=== 本文抜粋 ===
*****

5-1-2 学会発表等での活用
学問分野整理が主目的でなくとも、何かを総括してゼネラル・ビュウを示そうとするときに、立体目次の手法を軸にした分野グローブの提示は有効である。主題の概観だけでなく理解を援けるためのまとめの資料として判り易いからである。
ただ、注意しなければならない点が一つある。シンプルなことではあるが、グローブの分野例や事項例はとり敢えず手近かなものをはめ込んであるから、会場にいる全ての人の関心の的である研究分野等が網羅されているわけではない。聞いている方は不思議なことに、提示されたグローブの“完全性”を期待している場合が多く、足りなかったり、自分の領域が“無視されている”と、非常に大きな不満感・不信感を抱いてしまうのである。
従って、そのエクスキューズをいかに上手に“事前に”理解してもらえるかが鍵であり、それをクリヤーしさえすれば、かなり説得力のある資料となることは間違いない。三次元動画像を出せる環境などではそのような心配はふつうない。立体配置の持っビジュアルの強さであろう。
さて、このような苦い経験を経ながら、作成したいくつかのグローブを学会発表や講演に使用して効用を確かめてみた。事例を記しておく
例1. 東京大学海洋研究所共同利用シンポジウム(1998/12)「水産学の空白領域」
濱田隆士:分野整理学からみた水産科学での空白領域〔近代水産科学グローブの二次元表とグラフ〕
例2. 海洋開発論文集15集(1999/5)

*****

=== データ抜粋 ===
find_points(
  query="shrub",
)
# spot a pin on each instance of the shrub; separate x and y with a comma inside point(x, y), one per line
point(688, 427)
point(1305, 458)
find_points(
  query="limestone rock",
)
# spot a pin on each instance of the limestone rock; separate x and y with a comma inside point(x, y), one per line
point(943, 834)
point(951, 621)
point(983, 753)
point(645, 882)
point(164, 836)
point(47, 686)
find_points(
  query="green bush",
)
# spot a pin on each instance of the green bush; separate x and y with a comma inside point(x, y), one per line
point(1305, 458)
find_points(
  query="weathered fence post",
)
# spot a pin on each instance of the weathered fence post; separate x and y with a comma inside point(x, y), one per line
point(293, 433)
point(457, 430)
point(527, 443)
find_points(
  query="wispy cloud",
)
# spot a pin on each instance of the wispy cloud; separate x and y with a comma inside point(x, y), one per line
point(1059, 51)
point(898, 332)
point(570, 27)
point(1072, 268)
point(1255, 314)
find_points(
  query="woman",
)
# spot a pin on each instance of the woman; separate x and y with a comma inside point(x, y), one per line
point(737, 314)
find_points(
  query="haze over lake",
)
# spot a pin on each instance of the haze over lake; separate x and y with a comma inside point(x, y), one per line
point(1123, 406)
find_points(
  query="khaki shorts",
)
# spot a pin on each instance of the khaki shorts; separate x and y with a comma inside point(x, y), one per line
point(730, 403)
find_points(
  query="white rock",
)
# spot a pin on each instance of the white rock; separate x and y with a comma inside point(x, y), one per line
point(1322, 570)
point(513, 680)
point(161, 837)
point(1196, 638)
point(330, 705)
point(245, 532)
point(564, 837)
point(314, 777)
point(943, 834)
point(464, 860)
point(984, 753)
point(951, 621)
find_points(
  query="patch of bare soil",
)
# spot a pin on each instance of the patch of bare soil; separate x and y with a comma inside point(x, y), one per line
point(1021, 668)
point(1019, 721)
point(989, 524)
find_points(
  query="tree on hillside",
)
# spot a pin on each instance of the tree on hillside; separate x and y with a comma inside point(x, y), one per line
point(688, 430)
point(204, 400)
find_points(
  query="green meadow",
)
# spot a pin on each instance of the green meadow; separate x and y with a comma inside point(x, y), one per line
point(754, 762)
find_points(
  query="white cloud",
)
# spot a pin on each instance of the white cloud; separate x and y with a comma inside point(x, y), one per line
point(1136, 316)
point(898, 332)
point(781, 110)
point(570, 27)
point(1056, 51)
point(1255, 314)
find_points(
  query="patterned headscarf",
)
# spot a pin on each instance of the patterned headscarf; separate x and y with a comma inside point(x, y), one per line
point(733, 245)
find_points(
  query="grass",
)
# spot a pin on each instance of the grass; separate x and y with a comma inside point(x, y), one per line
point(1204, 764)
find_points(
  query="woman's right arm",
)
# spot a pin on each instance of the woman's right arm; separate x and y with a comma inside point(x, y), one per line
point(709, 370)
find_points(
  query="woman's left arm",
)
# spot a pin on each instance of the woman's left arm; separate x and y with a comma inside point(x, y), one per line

*****

=== 取り組む課題 ===
[A] 本文によると、グローブ提示に関する心配がふつうないのはどのような環境か。
[B] 本文に出てくるカタカナ語を、重複を除いて出てくる順にすべて挙げよ。
行は参照しなくてかまわない。

=== 解答一覧 ===
[A] 三次元動画像を出せる環境。

[B] ゼネラル・ビュウ、グローブ、シンプル、エクスキューズ、クリヤー、ビジュアル、シンポジウム、グラフ